日本選手権決勝直前SP・ヤマハ発動機「強化縮小」からの再出発 | ラグビージャパン365

日本選手権決勝直前SP・ヤマハ発動機「強化縮小」からの再出発

2015/02/26

文●大友信彦


ラグビー日本選手権決勝が目前に迫った。
決勝の顔合わせはサントリーvsヤマハ発動機。
サントリーはリーグ戦5位からの「下克上」を目指している。しかしサントリーは、一昨季まで2連覇を飾るなど過去5度の優勝を数える日本ラグビー屈指の強豪だ。

対してヤマハ発動機は、初めての日本選手権決勝進出だ。
だが、過去にヤマハ発動機は、2004年度にトップリーグ2位、マイクロソフト杯決勝に進み準優勝という好成績も残していた。
実はヤマハ発動機は、一時はチームの存続さえ危ぶまれた歴史を持っている。
2009年に一度「強化縮小」が発表され、多くの選手がチームを去ったのだ。現在、頂点に争う場所にヤマハがいるのは、このとき諦めずに、ジュビロというチームを愛し、支えた選手やスタッフ、サポーターたちがいたからだ。

頂点に挑む、日本選手権ファイナルの前に、今一度、歴史に目を。

• **提供資料**
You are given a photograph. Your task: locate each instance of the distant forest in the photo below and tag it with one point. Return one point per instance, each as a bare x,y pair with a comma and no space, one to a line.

• **取り組む課題**
引用文によると、ヤマハ発動機が現在頂点を争う場所にいるのはなぜか。1〜3文で説明せよ。 資料は使わなくてよい。

• **課題の解答**
2009年に「強化縮小」が発表され、多くの選手がチームを去った。そのときに諦めず、ジュビロというチームを愛して支えた選手やスタッフ、サポーターたちがいたからである。